Task to carry out. Of the lines below, write out exactly those from the line with "Target: pink-leaved tree" through the line with "Where can you see the rhododendron", both included, and skip the rest.

Records supplied.
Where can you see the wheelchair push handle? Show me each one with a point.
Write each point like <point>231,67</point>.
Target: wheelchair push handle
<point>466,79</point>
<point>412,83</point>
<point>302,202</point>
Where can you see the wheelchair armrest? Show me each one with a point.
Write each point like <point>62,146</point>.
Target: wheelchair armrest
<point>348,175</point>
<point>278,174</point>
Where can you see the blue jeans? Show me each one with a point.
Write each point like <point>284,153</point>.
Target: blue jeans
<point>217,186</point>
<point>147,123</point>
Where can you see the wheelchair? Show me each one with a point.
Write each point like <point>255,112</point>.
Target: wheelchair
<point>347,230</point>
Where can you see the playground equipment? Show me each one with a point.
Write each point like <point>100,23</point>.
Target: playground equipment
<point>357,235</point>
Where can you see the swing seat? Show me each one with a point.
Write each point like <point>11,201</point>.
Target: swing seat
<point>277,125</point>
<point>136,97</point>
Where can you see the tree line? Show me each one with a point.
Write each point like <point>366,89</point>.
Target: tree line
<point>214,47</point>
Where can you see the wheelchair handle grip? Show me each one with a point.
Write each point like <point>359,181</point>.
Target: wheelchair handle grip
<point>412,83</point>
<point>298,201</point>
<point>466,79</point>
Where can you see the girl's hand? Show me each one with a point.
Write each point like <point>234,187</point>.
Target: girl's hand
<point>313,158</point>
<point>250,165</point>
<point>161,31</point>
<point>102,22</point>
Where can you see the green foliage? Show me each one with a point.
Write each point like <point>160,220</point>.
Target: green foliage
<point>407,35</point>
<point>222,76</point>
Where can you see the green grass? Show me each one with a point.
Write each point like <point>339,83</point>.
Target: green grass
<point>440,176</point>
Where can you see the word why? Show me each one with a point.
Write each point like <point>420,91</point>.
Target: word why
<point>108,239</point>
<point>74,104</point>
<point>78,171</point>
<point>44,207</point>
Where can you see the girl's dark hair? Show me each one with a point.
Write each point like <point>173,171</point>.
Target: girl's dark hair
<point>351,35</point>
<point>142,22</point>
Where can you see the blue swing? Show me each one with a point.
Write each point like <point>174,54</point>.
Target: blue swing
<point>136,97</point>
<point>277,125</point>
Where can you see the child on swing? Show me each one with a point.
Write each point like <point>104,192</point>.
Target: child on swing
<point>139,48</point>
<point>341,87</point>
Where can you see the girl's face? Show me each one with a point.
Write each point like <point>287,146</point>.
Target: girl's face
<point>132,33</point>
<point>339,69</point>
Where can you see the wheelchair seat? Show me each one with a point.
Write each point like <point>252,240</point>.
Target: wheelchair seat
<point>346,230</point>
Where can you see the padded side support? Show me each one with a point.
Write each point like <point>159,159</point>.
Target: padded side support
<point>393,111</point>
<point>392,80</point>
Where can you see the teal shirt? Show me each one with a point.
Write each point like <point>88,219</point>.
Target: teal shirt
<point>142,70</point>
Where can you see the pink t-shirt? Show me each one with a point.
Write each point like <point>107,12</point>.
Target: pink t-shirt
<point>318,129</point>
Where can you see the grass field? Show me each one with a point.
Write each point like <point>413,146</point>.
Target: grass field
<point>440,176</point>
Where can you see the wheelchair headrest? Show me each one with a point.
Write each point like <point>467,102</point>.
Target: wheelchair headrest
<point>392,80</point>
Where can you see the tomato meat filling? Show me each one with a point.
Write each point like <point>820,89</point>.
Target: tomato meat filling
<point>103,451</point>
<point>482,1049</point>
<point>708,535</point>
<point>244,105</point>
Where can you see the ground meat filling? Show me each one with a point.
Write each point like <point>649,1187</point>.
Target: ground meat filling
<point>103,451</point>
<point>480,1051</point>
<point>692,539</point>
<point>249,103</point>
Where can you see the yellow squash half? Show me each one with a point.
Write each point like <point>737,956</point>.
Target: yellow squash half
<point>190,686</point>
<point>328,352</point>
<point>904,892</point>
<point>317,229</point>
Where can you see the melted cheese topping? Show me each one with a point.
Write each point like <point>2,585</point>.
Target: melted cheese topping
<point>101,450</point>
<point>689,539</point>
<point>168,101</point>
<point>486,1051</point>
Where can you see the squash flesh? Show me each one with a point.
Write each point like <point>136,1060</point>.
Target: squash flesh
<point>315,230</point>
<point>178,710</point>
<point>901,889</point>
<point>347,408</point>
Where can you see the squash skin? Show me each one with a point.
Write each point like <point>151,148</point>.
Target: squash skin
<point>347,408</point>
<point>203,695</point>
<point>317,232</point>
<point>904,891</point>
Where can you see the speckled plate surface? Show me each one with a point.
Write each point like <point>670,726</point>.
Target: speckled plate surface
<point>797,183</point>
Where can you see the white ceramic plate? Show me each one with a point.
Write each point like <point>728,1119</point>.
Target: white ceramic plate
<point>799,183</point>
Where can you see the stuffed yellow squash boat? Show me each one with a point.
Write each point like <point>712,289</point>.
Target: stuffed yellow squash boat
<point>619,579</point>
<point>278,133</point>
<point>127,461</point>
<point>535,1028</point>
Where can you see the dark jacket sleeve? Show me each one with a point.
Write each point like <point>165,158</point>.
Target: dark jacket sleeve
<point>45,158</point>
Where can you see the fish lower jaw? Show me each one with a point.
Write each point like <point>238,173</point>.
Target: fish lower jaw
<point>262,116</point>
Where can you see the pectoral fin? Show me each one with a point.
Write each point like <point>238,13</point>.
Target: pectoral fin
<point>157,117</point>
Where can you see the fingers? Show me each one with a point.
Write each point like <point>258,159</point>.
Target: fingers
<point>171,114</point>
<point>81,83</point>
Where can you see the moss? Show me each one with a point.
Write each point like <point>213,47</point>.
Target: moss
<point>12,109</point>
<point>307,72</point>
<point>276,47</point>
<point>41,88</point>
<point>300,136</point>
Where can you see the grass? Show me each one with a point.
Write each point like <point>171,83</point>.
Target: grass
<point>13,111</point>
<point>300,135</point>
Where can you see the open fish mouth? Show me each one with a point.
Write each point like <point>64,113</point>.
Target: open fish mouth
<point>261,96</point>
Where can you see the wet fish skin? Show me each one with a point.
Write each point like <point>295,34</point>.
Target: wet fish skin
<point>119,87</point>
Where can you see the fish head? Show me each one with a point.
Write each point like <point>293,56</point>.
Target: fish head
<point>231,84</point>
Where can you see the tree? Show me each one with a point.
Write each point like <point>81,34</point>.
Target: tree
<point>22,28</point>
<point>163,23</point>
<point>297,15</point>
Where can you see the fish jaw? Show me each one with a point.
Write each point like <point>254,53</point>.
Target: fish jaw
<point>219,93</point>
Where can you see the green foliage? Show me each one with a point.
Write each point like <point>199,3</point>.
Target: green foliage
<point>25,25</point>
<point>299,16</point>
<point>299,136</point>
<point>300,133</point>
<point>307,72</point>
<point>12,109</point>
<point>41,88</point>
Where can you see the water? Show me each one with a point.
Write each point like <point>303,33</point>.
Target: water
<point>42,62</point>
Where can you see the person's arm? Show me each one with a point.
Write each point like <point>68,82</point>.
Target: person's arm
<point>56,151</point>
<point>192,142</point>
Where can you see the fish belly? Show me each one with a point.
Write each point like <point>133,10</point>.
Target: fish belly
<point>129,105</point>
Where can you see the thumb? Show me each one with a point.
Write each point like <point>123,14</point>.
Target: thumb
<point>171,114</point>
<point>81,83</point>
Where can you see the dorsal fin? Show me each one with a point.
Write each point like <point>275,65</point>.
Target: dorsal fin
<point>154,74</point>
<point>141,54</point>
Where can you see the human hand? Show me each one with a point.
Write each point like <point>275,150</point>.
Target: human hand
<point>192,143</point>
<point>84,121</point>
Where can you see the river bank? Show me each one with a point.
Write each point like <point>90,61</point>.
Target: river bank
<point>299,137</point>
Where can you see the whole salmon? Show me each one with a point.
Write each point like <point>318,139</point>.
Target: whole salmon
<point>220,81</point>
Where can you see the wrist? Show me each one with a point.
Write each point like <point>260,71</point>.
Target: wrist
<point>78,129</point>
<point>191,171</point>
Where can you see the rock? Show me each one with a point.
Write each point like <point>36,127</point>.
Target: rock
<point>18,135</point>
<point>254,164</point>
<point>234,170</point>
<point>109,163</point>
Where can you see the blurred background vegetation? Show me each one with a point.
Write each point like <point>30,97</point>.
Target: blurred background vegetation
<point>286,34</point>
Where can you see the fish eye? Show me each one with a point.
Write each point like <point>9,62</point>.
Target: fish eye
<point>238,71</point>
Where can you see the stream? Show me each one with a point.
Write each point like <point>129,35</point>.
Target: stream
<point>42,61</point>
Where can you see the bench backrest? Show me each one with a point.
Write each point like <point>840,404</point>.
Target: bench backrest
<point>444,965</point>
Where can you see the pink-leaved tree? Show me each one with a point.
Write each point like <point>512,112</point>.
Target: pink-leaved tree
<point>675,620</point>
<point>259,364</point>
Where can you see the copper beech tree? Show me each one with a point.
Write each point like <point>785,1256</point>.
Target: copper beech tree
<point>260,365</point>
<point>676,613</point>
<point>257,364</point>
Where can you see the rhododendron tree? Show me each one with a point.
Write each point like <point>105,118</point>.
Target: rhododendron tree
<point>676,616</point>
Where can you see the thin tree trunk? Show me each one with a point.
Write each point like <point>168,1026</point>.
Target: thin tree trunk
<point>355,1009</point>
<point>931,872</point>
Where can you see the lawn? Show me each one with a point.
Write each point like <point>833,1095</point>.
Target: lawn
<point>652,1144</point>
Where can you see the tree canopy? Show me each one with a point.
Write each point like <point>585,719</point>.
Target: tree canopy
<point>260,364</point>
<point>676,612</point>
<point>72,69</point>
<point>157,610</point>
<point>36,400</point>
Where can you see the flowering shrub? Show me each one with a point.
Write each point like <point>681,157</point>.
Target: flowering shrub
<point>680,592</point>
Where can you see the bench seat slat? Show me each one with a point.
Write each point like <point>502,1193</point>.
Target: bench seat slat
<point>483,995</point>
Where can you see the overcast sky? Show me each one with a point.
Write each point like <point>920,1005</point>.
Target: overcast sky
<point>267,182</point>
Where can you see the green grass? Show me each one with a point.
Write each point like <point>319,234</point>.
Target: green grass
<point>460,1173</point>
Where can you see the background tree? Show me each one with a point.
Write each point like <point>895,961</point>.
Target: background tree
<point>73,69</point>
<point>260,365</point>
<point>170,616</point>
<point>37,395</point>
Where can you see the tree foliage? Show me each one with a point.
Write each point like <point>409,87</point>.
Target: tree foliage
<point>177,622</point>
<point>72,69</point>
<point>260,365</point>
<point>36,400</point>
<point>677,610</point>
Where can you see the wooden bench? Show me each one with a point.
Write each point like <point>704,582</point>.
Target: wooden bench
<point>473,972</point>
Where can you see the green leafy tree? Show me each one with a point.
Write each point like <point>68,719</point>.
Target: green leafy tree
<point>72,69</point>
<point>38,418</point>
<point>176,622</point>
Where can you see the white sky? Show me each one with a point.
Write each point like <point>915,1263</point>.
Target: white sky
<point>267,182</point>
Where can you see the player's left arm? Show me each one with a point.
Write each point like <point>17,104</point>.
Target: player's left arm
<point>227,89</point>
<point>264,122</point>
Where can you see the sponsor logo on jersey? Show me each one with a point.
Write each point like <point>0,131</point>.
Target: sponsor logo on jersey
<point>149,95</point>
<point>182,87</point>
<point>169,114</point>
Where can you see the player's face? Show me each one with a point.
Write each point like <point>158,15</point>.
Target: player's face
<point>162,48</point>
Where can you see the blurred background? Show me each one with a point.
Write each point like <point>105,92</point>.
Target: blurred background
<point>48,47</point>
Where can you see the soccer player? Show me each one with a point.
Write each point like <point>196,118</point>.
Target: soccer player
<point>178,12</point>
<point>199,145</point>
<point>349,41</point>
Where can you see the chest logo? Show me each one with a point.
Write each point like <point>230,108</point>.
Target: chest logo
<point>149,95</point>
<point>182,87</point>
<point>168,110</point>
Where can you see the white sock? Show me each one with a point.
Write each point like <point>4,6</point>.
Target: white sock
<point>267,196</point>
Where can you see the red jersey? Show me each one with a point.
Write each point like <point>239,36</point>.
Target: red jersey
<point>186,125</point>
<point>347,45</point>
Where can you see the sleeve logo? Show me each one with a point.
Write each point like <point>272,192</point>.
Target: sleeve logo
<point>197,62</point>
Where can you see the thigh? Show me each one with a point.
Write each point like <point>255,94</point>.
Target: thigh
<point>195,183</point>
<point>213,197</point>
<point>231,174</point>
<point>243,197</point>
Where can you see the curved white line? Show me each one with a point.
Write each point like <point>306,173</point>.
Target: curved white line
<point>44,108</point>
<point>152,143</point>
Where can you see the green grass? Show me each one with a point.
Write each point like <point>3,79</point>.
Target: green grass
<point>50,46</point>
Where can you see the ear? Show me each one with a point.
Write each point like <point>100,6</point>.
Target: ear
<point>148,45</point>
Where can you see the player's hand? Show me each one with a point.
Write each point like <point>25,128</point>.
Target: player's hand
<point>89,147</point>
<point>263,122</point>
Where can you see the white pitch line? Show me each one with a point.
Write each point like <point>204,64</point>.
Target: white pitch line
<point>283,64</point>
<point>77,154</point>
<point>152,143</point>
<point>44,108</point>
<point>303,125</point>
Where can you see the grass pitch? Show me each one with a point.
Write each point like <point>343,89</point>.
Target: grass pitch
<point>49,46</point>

Expected answer.
Target: pink-leaved tree
<point>675,620</point>
<point>259,364</point>
Where can you see the copper beech tree? Show me each one with a point.
Write each point like <point>785,1256</point>.
Target: copper beech tree
<point>260,365</point>
<point>676,613</point>
<point>257,364</point>
Where can you see the rhododendron tree? Show me each one with a point.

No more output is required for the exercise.